Cosa fare: Modifica tutto il testo dalla riga che contiene "Annotation guideline: every instance of the woman in headscarf" fino alla fine delle righe, sostituendo "passenger in basket" con "person in basket" e lasciando invariato il resto.

Righe estratte:
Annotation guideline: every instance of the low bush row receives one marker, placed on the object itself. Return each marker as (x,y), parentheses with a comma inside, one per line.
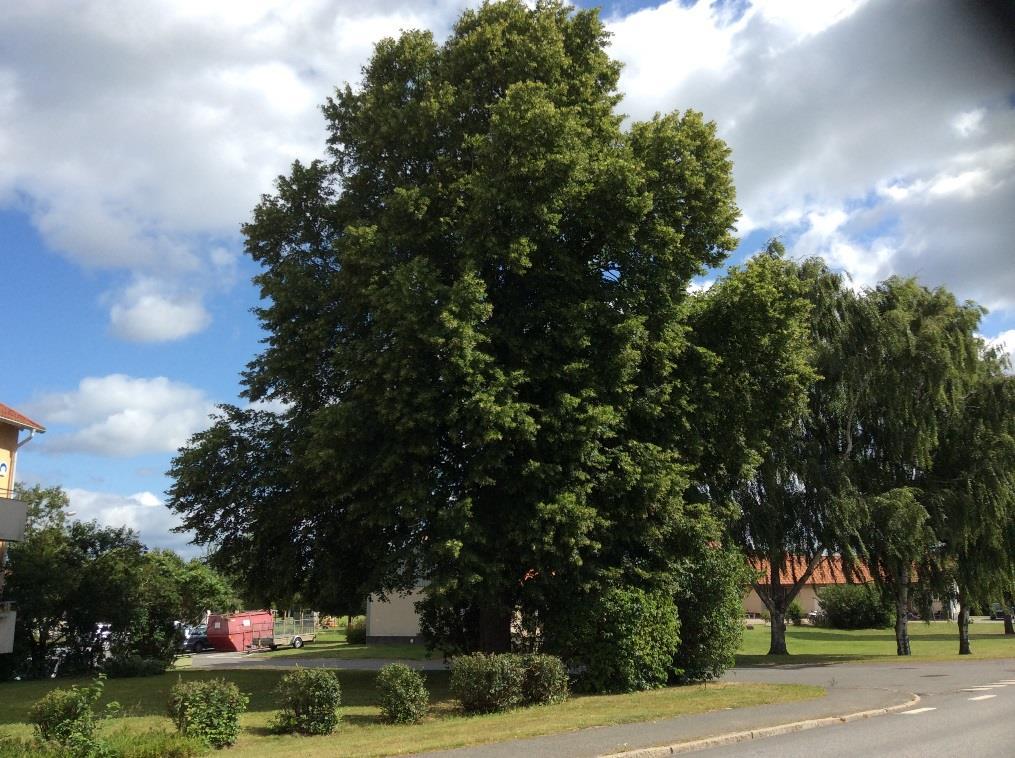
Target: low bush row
(207,712)
(484,684)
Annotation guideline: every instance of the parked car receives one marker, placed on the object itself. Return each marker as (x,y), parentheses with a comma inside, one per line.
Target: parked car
(196,638)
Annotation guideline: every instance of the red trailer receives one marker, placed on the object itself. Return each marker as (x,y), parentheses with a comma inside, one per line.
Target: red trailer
(235,632)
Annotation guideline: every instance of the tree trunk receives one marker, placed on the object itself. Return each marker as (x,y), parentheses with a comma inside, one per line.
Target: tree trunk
(963,627)
(902,611)
(777,646)
(776,603)
(494,629)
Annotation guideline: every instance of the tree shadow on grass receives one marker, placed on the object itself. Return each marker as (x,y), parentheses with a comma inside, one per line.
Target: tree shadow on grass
(800,661)
(887,635)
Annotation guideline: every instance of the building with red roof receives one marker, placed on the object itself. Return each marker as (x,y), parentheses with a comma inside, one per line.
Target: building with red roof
(15,430)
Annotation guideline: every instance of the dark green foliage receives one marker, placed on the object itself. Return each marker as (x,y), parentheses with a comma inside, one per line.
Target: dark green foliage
(66,716)
(476,319)
(854,607)
(355,632)
(121,667)
(487,683)
(308,701)
(208,710)
(790,495)
(546,680)
(711,609)
(622,640)
(404,698)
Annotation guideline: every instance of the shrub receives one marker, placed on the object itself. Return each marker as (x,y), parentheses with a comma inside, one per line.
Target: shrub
(309,699)
(404,698)
(484,684)
(795,614)
(122,667)
(711,606)
(355,632)
(66,717)
(622,640)
(208,710)
(545,680)
(854,607)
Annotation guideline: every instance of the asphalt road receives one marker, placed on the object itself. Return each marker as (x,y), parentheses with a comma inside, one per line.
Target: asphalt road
(852,688)
(971,721)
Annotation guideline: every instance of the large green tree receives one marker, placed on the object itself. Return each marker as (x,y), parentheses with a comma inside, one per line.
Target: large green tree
(920,361)
(789,331)
(477,323)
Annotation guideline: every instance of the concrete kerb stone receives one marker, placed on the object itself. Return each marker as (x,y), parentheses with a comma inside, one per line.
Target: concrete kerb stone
(757,734)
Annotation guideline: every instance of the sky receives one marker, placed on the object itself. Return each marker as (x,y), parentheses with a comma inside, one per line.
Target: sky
(136,138)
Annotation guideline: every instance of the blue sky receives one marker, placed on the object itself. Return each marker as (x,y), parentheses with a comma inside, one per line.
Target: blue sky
(136,138)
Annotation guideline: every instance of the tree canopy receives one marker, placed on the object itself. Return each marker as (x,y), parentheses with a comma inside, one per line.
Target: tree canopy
(478,326)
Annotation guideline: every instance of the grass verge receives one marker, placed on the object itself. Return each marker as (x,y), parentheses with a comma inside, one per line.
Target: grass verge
(362,734)
(937,640)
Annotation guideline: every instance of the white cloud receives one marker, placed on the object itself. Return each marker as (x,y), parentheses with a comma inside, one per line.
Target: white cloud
(891,122)
(138,136)
(144,315)
(1006,342)
(968,123)
(143,511)
(121,416)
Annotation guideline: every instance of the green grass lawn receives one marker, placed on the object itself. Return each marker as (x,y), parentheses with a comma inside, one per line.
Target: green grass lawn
(935,641)
(362,734)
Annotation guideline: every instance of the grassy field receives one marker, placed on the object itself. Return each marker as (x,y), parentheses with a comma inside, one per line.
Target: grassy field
(935,641)
(362,734)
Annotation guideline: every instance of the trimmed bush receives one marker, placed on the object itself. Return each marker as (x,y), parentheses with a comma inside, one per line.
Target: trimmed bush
(621,640)
(208,710)
(66,717)
(711,607)
(854,607)
(355,632)
(484,684)
(123,667)
(545,680)
(404,698)
(309,699)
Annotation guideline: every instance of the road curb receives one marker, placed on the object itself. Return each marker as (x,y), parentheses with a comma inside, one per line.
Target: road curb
(756,734)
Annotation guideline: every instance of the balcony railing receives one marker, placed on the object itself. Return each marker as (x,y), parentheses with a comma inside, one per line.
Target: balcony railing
(13,514)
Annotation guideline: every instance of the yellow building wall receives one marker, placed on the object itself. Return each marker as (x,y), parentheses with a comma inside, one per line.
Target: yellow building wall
(8,448)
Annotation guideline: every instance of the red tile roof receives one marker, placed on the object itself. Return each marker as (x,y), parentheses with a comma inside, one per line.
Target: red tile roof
(829,570)
(10,416)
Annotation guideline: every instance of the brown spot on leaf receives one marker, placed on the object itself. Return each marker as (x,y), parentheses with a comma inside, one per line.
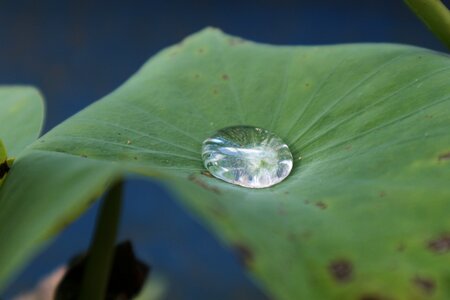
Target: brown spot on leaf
(321,205)
(401,247)
(244,253)
(441,244)
(203,184)
(425,284)
(445,156)
(341,270)
(4,168)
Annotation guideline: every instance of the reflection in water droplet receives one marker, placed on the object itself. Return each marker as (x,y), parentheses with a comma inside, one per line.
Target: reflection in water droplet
(247,156)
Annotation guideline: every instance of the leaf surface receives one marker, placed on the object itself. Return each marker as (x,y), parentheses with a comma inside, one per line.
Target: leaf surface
(21,117)
(364,213)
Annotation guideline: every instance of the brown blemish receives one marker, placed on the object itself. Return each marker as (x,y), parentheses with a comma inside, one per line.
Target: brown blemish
(244,254)
(321,205)
(4,168)
(401,247)
(445,156)
(440,245)
(203,185)
(306,235)
(341,270)
(425,284)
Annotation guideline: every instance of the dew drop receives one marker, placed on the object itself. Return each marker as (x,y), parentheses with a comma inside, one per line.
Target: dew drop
(247,156)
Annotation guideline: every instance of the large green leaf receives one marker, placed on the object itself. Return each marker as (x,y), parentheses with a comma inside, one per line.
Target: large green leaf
(364,213)
(21,117)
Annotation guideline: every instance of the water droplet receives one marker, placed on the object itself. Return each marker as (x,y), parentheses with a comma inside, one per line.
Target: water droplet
(247,156)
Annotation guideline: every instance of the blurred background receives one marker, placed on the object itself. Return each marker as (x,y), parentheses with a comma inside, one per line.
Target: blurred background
(78,51)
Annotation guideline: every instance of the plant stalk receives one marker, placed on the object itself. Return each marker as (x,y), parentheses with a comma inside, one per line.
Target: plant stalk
(435,15)
(101,252)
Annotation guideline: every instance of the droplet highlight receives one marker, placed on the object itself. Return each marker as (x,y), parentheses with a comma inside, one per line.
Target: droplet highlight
(248,156)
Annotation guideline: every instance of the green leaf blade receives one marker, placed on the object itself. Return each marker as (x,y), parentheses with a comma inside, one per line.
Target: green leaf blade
(363,212)
(21,116)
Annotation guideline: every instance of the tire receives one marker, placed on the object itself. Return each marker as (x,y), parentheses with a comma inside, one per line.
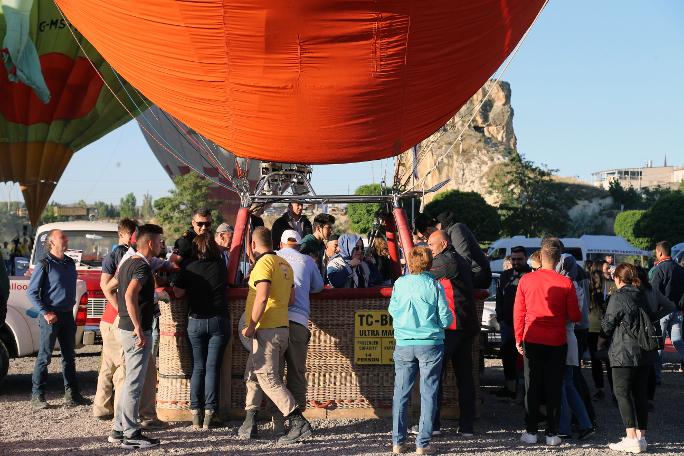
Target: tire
(4,361)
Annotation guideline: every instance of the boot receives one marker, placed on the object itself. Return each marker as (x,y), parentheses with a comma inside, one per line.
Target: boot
(248,429)
(300,429)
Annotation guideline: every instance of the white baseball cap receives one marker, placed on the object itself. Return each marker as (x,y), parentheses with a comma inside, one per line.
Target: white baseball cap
(290,237)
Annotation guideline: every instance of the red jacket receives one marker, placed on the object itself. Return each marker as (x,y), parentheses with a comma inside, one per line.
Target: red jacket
(544,303)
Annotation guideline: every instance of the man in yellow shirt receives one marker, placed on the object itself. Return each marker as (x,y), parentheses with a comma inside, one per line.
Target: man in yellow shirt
(271,292)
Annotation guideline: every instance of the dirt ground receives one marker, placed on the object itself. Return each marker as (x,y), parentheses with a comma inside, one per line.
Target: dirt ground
(59,430)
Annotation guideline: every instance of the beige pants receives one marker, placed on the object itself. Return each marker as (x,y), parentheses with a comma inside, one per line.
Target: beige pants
(263,372)
(112,375)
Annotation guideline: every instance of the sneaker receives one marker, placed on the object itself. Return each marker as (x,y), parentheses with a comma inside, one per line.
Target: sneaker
(553,440)
(138,440)
(115,437)
(528,438)
(626,445)
(415,429)
(38,403)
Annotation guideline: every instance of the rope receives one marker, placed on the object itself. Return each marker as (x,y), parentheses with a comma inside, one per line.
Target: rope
(510,59)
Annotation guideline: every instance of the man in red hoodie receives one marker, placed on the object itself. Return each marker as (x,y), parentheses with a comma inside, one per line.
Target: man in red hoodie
(544,303)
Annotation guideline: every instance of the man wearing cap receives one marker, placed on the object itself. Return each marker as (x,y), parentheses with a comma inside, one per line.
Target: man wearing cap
(293,219)
(307,280)
(223,237)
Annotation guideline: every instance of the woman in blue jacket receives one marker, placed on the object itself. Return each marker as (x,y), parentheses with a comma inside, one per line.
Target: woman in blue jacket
(420,313)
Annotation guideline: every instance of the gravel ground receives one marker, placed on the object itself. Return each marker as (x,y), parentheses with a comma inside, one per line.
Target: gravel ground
(58,430)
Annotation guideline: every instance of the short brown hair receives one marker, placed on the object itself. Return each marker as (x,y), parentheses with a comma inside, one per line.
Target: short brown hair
(262,236)
(420,259)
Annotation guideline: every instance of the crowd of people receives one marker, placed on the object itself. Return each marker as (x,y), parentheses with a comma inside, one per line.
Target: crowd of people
(550,310)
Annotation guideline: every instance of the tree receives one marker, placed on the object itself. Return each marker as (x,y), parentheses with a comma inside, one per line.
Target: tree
(127,206)
(174,212)
(531,203)
(470,208)
(626,225)
(147,208)
(363,215)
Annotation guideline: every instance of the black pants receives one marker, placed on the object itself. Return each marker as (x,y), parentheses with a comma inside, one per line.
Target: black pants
(630,386)
(458,351)
(544,367)
(597,364)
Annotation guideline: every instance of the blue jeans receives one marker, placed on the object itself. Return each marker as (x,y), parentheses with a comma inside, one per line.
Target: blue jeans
(208,339)
(671,326)
(408,360)
(572,404)
(64,331)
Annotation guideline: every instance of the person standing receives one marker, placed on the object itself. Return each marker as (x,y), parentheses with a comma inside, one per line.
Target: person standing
(544,302)
(420,313)
(52,291)
(136,312)
(453,272)
(307,280)
(271,292)
(505,298)
(293,219)
(629,361)
(204,282)
(668,278)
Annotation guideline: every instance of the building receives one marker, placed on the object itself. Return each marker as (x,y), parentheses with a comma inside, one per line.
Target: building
(647,177)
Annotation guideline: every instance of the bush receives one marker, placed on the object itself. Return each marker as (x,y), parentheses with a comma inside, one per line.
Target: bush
(470,208)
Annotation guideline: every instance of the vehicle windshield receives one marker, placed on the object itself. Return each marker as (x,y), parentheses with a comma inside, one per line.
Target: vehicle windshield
(87,248)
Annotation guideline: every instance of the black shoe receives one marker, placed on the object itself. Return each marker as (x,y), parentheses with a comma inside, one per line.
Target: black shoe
(38,403)
(138,440)
(116,437)
(300,429)
(248,430)
(585,433)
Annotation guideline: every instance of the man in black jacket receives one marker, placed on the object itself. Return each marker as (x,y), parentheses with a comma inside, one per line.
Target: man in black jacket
(505,298)
(668,278)
(293,219)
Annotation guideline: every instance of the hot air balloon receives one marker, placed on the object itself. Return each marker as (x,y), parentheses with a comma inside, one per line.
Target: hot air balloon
(53,102)
(309,81)
(181,150)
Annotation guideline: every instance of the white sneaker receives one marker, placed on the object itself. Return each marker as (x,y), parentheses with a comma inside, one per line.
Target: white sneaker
(528,438)
(626,445)
(553,440)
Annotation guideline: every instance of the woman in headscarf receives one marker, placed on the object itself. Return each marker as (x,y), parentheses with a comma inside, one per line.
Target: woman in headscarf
(347,269)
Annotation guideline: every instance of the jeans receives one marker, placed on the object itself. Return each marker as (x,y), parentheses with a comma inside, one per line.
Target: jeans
(671,326)
(135,362)
(408,361)
(208,339)
(572,404)
(544,368)
(64,331)
(630,385)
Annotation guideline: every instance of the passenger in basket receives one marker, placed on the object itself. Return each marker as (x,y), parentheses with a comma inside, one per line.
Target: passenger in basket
(271,292)
(307,280)
(348,269)
(136,311)
(420,313)
(203,282)
(52,291)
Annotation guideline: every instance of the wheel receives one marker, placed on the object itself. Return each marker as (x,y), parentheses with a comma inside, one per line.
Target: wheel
(4,361)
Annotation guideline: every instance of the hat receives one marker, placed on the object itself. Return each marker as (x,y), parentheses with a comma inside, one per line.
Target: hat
(290,237)
(224,228)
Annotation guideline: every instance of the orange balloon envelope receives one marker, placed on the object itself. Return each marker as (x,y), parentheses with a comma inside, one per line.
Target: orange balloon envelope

Soluzione scritta:
Annotation guideline: every instance of the woman in headscarf receives one marker, placed on the object itself. Return each marker as (x,y), parentheses with a comma inside, one per line.
Target: woman in headscarf
(347,269)
Annotation guideline: every instance of the jeans receives one marker, placed on the object itself. Return each marker as (x,y), parentheses with a comma inside, one per line.
Target: jeans
(671,326)
(135,362)
(408,361)
(208,339)
(572,404)
(544,368)
(64,331)
(630,385)
Annotation guideline: every instance of the person in basket receives one marker, placed on the object itself. Return each marker as (x,y), parentheses with a comma inside, one per line.
Target: person in basket
(271,292)
(307,280)
(348,269)
(136,311)
(420,313)
(203,282)
(52,291)
Annotation guideline: every instance of the wheel receives one marker, placed on the object itself. Return each marker as (x,y), parentheses with a comma inside, one per line.
Target: wheel
(4,361)
Annotation guideline: every instance of the hat receives one marker, placed on the object itself. Return each marker as (x,y), parentheses with a comma inside, one per line.
Target: hat
(290,237)
(224,228)
Annotation guideline: every instance of the orange balloon envelope receives one marker, placed on the object itself. Return each marker as (x,y), parentheses with a comma inside, one per line.
Target: orange balloon envelope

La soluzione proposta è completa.